▶ _PROMPT_
Treat the line containing "Keypoint placement: for each instance of the blue paper" as the first line and the final line of the material below as the last; reproduce that range exactly.

####################

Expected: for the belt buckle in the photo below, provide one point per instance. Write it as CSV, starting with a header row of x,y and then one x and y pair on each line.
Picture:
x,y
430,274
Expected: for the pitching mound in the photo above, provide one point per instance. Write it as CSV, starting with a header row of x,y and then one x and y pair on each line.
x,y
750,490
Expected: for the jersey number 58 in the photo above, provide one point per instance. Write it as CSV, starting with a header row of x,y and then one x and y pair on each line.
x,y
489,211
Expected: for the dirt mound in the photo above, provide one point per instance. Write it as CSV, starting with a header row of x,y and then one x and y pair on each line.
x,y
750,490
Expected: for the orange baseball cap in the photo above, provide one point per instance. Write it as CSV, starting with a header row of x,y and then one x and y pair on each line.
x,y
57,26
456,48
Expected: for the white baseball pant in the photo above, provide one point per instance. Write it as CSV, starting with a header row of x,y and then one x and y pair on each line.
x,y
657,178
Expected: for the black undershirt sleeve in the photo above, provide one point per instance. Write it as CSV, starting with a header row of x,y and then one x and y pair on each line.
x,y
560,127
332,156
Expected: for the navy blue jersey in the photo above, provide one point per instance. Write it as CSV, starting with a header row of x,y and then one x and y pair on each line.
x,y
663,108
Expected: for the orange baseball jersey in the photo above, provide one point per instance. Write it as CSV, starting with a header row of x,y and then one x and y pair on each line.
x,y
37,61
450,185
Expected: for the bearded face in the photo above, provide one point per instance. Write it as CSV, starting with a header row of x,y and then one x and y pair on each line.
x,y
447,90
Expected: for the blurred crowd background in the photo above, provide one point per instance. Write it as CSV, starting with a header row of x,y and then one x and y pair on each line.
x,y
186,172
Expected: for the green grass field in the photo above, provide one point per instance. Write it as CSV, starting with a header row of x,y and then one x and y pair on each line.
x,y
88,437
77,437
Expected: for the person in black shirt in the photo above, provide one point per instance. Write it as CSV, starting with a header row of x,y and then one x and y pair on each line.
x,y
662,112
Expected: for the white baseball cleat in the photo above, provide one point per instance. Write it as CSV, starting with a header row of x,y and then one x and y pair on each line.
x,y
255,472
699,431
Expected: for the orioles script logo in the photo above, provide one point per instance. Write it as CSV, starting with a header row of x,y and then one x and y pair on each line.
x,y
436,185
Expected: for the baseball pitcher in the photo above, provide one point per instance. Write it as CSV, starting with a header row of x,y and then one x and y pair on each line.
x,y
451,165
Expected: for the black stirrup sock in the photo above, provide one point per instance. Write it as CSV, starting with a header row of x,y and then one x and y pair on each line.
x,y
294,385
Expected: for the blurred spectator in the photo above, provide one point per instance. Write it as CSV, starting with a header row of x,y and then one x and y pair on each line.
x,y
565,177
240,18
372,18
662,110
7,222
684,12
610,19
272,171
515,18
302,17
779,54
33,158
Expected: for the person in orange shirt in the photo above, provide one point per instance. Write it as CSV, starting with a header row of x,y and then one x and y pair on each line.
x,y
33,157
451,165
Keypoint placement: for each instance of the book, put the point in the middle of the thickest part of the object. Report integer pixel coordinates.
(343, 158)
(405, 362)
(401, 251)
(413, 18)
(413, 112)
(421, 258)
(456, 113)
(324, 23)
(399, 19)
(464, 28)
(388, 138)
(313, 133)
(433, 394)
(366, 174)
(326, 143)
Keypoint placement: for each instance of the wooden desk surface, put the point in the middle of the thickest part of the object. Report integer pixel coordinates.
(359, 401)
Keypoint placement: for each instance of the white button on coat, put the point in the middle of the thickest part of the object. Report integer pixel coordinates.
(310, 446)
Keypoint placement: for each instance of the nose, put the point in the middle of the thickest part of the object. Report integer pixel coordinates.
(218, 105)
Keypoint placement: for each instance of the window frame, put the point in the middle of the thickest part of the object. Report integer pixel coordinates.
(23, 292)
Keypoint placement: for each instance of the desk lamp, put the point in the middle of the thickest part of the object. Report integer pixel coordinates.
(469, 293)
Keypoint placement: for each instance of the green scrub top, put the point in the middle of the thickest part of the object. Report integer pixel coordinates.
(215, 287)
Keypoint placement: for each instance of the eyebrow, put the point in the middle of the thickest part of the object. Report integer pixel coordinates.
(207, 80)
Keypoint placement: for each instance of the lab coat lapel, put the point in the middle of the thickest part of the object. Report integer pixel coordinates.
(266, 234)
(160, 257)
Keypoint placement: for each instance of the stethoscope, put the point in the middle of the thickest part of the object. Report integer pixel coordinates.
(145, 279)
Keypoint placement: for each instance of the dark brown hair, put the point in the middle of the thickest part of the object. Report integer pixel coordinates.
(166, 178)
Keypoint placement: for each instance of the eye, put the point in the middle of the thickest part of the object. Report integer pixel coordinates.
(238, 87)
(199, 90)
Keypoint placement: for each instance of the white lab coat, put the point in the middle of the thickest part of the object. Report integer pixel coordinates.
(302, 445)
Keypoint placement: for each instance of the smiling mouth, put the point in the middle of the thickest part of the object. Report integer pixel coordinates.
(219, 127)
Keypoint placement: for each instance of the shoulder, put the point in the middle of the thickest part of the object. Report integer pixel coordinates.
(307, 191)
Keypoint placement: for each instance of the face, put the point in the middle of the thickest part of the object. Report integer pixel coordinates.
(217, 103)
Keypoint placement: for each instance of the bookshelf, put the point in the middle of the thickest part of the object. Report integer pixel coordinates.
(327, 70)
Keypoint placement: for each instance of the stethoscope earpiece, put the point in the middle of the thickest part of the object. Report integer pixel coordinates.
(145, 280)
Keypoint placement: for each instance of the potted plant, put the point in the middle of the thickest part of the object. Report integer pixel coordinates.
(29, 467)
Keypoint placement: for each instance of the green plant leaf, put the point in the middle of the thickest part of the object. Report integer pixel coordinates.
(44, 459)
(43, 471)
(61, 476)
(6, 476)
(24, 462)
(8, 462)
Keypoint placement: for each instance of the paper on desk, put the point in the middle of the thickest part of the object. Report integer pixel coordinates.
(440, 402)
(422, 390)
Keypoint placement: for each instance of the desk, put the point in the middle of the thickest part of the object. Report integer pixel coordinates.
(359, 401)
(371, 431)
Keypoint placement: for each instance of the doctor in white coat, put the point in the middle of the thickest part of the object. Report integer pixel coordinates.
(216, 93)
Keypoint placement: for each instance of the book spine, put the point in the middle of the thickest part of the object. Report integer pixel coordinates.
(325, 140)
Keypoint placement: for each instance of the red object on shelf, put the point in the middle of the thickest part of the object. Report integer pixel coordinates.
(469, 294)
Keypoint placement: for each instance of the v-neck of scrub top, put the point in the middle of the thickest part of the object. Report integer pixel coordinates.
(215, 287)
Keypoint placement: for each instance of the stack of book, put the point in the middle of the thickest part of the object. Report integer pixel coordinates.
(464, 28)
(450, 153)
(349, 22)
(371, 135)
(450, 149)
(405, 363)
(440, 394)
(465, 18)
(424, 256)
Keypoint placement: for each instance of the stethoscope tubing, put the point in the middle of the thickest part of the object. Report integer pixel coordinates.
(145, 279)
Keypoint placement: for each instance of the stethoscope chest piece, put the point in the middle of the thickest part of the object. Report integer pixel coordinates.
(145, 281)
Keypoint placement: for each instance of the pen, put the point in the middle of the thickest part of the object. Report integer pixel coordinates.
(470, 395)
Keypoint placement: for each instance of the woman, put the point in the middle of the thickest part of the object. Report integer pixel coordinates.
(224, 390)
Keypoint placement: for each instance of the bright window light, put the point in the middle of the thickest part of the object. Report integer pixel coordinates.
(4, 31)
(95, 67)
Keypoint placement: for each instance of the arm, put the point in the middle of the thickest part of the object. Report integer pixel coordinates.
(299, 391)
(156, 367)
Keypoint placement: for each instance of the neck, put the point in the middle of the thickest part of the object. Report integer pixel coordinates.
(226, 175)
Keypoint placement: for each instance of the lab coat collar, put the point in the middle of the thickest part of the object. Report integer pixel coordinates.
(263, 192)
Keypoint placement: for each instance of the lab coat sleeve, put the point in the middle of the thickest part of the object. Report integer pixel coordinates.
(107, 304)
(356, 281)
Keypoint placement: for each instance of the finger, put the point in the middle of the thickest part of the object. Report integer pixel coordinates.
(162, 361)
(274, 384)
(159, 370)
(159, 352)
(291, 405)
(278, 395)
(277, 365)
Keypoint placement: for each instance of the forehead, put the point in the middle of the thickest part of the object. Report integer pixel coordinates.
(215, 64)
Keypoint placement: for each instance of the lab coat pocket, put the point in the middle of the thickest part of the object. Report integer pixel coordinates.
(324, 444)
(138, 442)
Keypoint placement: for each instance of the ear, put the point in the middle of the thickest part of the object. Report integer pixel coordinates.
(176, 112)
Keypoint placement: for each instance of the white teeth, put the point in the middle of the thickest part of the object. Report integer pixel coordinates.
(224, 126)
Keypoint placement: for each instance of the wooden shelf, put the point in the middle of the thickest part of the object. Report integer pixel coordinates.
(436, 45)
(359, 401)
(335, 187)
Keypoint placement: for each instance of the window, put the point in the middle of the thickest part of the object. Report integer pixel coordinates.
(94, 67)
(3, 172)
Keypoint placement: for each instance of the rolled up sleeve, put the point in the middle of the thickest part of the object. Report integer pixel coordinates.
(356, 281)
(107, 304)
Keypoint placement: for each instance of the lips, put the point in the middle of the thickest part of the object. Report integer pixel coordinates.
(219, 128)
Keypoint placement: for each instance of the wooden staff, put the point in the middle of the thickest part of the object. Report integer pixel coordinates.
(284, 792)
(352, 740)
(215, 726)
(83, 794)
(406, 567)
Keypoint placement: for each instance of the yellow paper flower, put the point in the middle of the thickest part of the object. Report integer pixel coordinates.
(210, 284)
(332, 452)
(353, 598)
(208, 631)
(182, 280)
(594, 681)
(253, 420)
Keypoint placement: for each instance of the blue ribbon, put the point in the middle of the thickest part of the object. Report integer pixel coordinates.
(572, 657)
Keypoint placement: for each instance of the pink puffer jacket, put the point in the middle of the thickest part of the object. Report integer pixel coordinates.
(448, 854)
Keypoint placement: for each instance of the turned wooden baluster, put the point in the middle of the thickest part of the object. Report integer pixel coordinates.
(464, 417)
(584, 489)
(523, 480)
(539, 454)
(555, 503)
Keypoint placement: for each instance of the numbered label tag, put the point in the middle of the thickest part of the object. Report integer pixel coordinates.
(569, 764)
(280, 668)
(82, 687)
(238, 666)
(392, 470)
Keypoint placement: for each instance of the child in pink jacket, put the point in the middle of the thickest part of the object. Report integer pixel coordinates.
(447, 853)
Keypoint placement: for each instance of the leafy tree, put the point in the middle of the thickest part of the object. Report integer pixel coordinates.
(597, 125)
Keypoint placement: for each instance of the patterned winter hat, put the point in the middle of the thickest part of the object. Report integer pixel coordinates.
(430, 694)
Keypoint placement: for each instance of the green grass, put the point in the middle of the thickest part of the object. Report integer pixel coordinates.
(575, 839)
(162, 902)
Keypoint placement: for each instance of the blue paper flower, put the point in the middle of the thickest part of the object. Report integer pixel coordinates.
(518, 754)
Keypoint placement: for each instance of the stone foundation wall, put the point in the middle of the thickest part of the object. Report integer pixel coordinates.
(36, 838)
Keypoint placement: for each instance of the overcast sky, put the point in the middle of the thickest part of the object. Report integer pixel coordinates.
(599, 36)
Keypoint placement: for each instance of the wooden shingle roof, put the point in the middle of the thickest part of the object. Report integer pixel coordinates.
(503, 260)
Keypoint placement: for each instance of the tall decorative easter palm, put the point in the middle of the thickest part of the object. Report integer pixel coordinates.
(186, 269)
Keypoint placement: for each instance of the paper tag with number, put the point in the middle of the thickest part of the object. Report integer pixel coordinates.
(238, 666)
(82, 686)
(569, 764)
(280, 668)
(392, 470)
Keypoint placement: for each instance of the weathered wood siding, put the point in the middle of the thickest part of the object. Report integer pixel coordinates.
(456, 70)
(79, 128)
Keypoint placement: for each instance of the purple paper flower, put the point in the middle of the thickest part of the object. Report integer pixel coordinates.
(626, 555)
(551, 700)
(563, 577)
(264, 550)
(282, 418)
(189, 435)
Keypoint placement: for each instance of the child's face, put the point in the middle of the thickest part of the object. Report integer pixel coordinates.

####################

▶ _SOLUTION TO THIS PROBLEM_
Keypoint placement: for each instance of the blue paper flower, put the point in the middle of the thickest part of the object. Report integer pixel coordinates.
(518, 754)
Keypoint placement: for each instance of the stone foundation wall, put the point in the middle of the thickest part of the object. Report integer pixel coordinates.
(36, 838)
Keypoint placement: for each instance of the overcast sky, put the point in the middle of the thickest part of the object. Report integer pixel coordinates.
(599, 36)
Keypoint placement: for each instance of the wooden shingle roof, put the point in the middle of the thickest part of the object. Report integer pixel coordinates.
(503, 260)
Keypoint placement: for each instance of the tall decorative easter palm, put the point in the middle of the thickest part of the object. Report integer pixel coordinates.
(186, 269)
Keypoint placement: for each instance of the paper tag with number, put the point in the middle of the thickest part of the object. Report integer pixel coordinates.
(238, 666)
(82, 686)
(569, 764)
(280, 668)
(392, 470)
Keypoint placement: for each instance of the weathered wood siding, put the point in the middle of the thickest part of the object. Report integer pixel coordinates.
(456, 70)
(79, 128)
Keypoint placement: for each instance of the purple paper flower, put the point in the middle of the thickest part of the object. Report integer pixel coordinates.
(626, 555)
(551, 700)
(563, 577)
(264, 550)
(282, 418)
(189, 435)
Keypoint placement: for each instance of the child's face, put the point in the middle of the thickest part of the object. Report integer pixel coordinates.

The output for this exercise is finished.